_PROMPT_.
Which lines in the records below contain the word "positive"? Copy each of them in full.

_DATASET_.
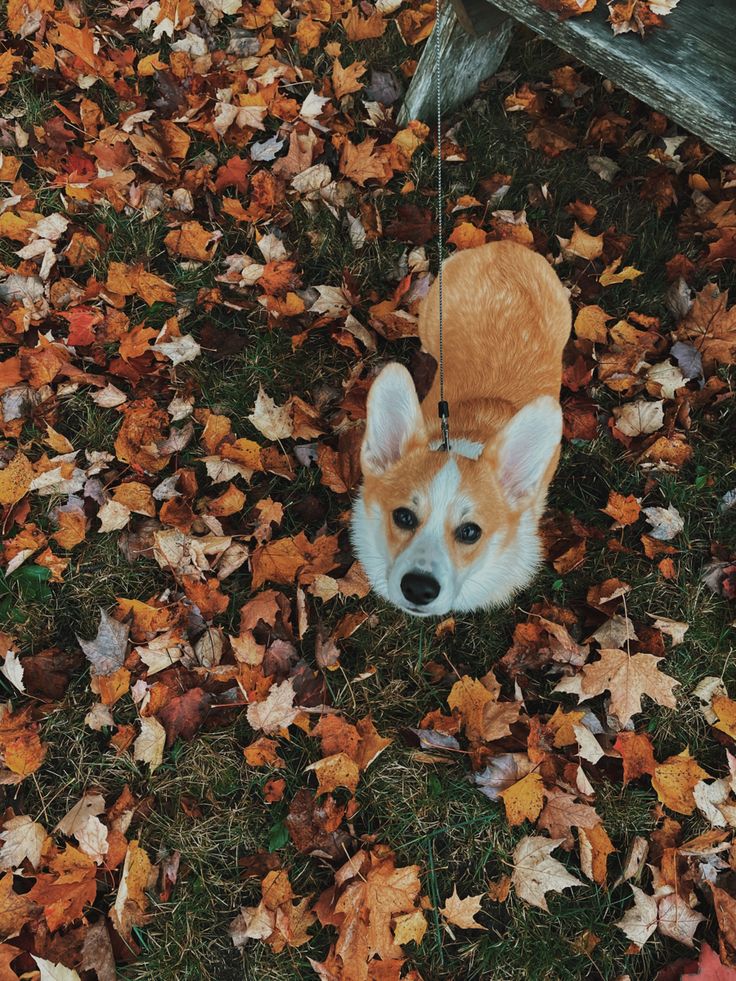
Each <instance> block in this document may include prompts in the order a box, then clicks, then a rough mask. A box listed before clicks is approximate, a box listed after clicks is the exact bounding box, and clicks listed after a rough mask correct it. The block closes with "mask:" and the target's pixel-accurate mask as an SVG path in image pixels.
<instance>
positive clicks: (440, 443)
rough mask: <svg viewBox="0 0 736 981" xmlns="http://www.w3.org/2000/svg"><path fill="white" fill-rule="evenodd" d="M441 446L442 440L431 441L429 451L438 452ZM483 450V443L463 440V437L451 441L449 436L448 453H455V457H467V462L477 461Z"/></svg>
mask: <svg viewBox="0 0 736 981" xmlns="http://www.w3.org/2000/svg"><path fill="white" fill-rule="evenodd" d="M441 446H442V438H440V439H433V440H432V441H431V442H430V444H429V448H430V450H439V448H440V447H441ZM484 449H485V443H478V442H476V441H475V440H472V439H465V438H464V437H462V436H461V437H459V438H458V439H453V438H452V436H450V453H455V454H456V455H457V456H464V457H467V459H468V460H477V459H478V457H479V456H480V455H481V453H482V452H483V450H484Z"/></svg>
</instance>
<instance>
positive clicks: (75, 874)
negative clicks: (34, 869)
mask: <svg viewBox="0 0 736 981" xmlns="http://www.w3.org/2000/svg"><path fill="white" fill-rule="evenodd" d="M48 868H49V871H48V872H45V873H41V874H39V875H38V876H37V878H36V882H35V884H34V886H33V888H32V889H31V890H30V891H29V893H28V898H29V899H32V900H33V901H34V902H36V903H39V904H40V905H41V906H42V907H43V915H44V918H45V920H46V924H47V926H48V928H49V930H58V929H59V927H62V926H68V925H69V924H70V923H72V922H73V921H74V920H76V919H78V918H79V917H80V916H81V915H82V913H83V911H84V909H85V908H86V907H88V906H90V905H91V904H92V903H93V902H94V898H95V895H96V892H97V888H96V885H95V876H96V872H97V869H96V866H95V863H94V861H93V860H92V859H91V858H89V857H88V856H87V855H85V854H84V853H83V852H82V851H80V850H79V849H77V848H74V847H73V846H72V845H67V846H66V848H65V849H64V851H63V852H60V853H59V854H57V855H55V856H54V857H53V859H52V860H51V861H50V862H49V863H48Z"/></svg>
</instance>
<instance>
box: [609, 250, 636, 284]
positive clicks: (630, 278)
mask: <svg viewBox="0 0 736 981" xmlns="http://www.w3.org/2000/svg"><path fill="white" fill-rule="evenodd" d="M620 265H621V257H620V256H619V258H618V259H614V260H613V262H612V263H611V265H610V266H606V268H605V269H604V270H603V272H602V273H601V274H600V276H599V277H598V282H599V283H600V284H601V286H614V285H615V284H616V283H625V282H626V280H628V279H636V278H637V277H638V276H641V269H634V267H633V266H625V267H624V268H623V269H622V270H621V272H618V267H619V266H620Z"/></svg>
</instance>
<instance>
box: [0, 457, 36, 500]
mask: <svg viewBox="0 0 736 981" xmlns="http://www.w3.org/2000/svg"><path fill="white" fill-rule="evenodd" d="M32 480H33V467H32V466H31V461H30V460H29V459H28V457H27V456H26V455H25V453H16V455H15V456H14V457H13V459H12V460H11V461H10V463H9V464H8V465H7V467H6V468H5V469H4V470H0V505H7V504H16V503H17V502H18V501H19V500H20V499H21V498H22V497H25V495H26V494H27V493H28V488H29V487H30V486H31V481H32Z"/></svg>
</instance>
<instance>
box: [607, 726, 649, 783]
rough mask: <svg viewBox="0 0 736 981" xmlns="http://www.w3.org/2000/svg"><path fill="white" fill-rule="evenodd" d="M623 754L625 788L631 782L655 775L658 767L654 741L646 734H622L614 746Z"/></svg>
mask: <svg viewBox="0 0 736 981" xmlns="http://www.w3.org/2000/svg"><path fill="white" fill-rule="evenodd" d="M613 748H614V749H615V750H616V752H618V753H620V754H621V759H622V761H623V765H624V786H626V784H627V783H628V782H629V780H636V779H637V778H638V777H641V776H643V775H644V774H648V775H649V776H652V775H653V774H654V768H655V766H656V765H657V764H656V760H655V759H654V750H653V748H652V741H651V739H650V738H649V736H648V735H647V734H646V733H645V732H620V733H619V734H618V736H617V737H616V742H615V743H614V745H613Z"/></svg>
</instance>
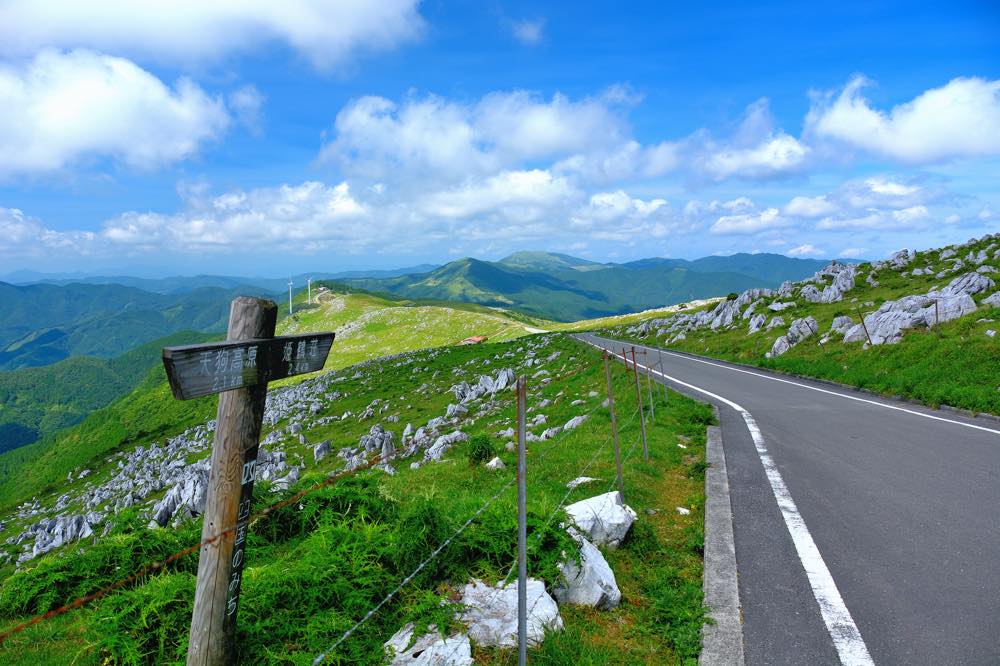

_RESULT FOR THIS EXERCISE_.
positive clicks: (440, 443)
positive clicks: (75, 874)
positive clicks: (630, 278)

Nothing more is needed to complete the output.